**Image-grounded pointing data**
Start of Block
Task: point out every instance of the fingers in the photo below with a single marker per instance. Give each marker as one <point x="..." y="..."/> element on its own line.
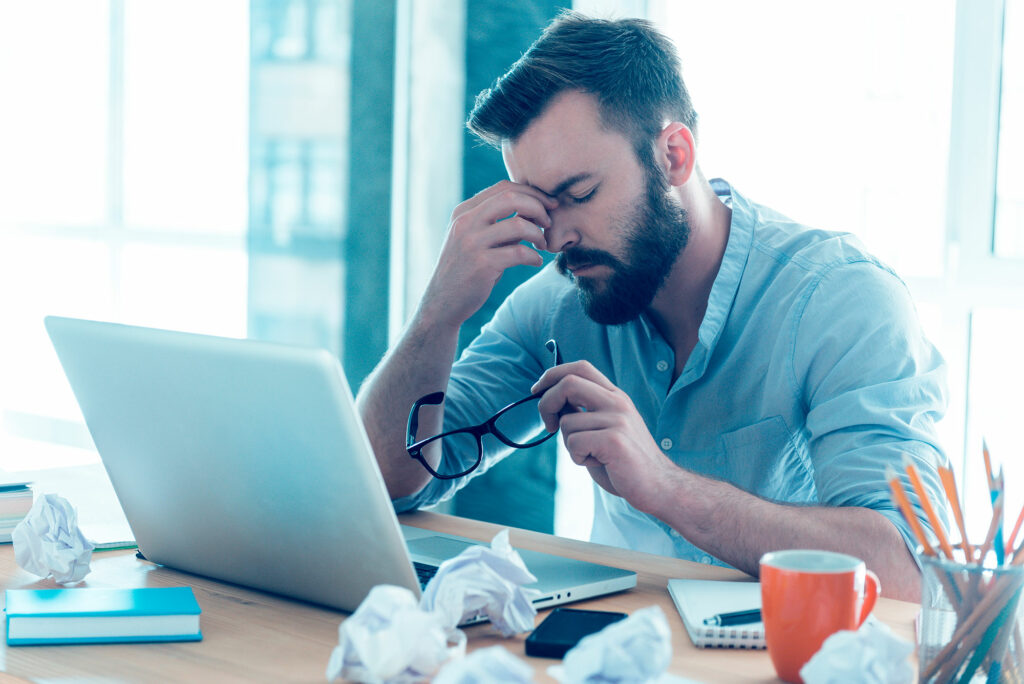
<point x="512" y="231"/>
<point x="583" y="369"/>
<point x="579" y="386"/>
<point x="505" y="186"/>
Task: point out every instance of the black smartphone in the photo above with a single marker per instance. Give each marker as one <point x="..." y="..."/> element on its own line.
<point x="563" y="628"/>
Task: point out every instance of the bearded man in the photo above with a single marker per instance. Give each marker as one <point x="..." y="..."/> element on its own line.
<point x="734" y="383"/>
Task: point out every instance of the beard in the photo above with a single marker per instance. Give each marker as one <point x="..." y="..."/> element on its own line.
<point x="655" y="233"/>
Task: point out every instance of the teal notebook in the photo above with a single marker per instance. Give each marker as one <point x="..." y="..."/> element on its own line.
<point x="100" y="615"/>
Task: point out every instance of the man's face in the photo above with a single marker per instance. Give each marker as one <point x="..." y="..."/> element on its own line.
<point x="652" y="236"/>
<point x="615" y="229"/>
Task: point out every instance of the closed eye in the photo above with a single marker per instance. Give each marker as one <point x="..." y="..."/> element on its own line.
<point x="586" y="198"/>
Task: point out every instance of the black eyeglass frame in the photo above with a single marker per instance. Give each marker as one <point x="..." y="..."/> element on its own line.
<point x="415" y="449"/>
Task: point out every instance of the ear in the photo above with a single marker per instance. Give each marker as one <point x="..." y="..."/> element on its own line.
<point x="676" y="153"/>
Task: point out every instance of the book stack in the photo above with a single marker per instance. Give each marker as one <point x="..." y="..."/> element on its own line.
<point x="15" y="502"/>
<point x="84" y="615"/>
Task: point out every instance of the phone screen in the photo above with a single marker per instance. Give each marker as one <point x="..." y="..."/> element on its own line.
<point x="563" y="628"/>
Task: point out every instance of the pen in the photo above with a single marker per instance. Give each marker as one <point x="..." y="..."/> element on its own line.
<point x="737" y="617"/>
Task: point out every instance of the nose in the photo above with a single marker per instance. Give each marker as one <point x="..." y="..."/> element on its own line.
<point x="562" y="233"/>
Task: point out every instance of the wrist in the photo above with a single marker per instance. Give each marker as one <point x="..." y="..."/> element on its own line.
End of Block
**What to work on**
Set down the data exactly as it appears, without any images.

**Response to this exercise**
Task: point out every instance of the fingers in the photo below with a single marker per instance. Give each marker as one <point x="..." y="..."/> element on its own line.
<point x="512" y="231"/>
<point x="583" y="369"/>
<point x="579" y="386"/>
<point x="505" y="186"/>
Task: point out every instance of the black smartphone in the photo above with a single marker per instance. Give each marker as one <point x="..." y="..."/> element on its own line.
<point x="563" y="628"/>
Task: point out every instance of the bearded man in the photo above with a single marker per instance. Give each marker as one <point x="..." y="..."/> element on its own line.
<point x="734" y="383"/>
Task: point out every instance of the beard in the photo above with a single marker per instance. Give each marker as one <point x="..." y="..."/> element on its own line.
<point x="655" y="233"/>
Task: point out every instance of the teal notebook in the photo above with a single marker per instance. Give each marker as one <point x="..." y="..."/> element on its own line.
<point x="100" y="615"/>
Task: point out every instance of the man's face in the photo above with a single marker per instance. Give each marker as one <point x="..." y="..."/> element on its own line.
<point x="652" y="236"/>
<point x="615" y="229"/>
Task: point out every instance of the closed eye in the photo above with a single marker per instance. Give each marker as one <point x="..." y="..."/> element on its own line.
<point x="586" y="198"/>
Task: point out every instance of the black eyeglass frame in the photo above with a single marker per instance. Give each marker as one <point x="..." y="..."/> element on its own line.
<point x="415" y="449"/>
Task: point out every instance of the ear in the photo above with a single marker per instance. Give each marker as one <point x="..." y="..."/> element on its own line.
<point x="676" y="153"/>
Task: point out every instance of the book stack in the photo above with a single marker per instance. Give each marker as one <point x="..." y="..."/> element on its own line.
<point x="15" y="502"/>
<point x="84" y="615"/>
Task: point out every instance of the phone screen in the photo above with a single marker per instance. Give each marker as one <point x="..." y="..."/> element on its own line.
<point x="563" y="628"/>
Task: point out every instance of the pen in the photo above with a single marker per instance. Give each marker as one <point x="..." y="..."/> element on its own line.
<point x="737" y="617"/>
Task: point out every instance of the nose in the photo above with a single marker per instance. Give each marker as one <point x="..." y="..."/> element on its own line.
<point x="562" y="233"/>
Task: point out every instance of the wrist in the photo above with a single marker per instance. Give each marker as one <point x="..." y="..."/> element on its own line.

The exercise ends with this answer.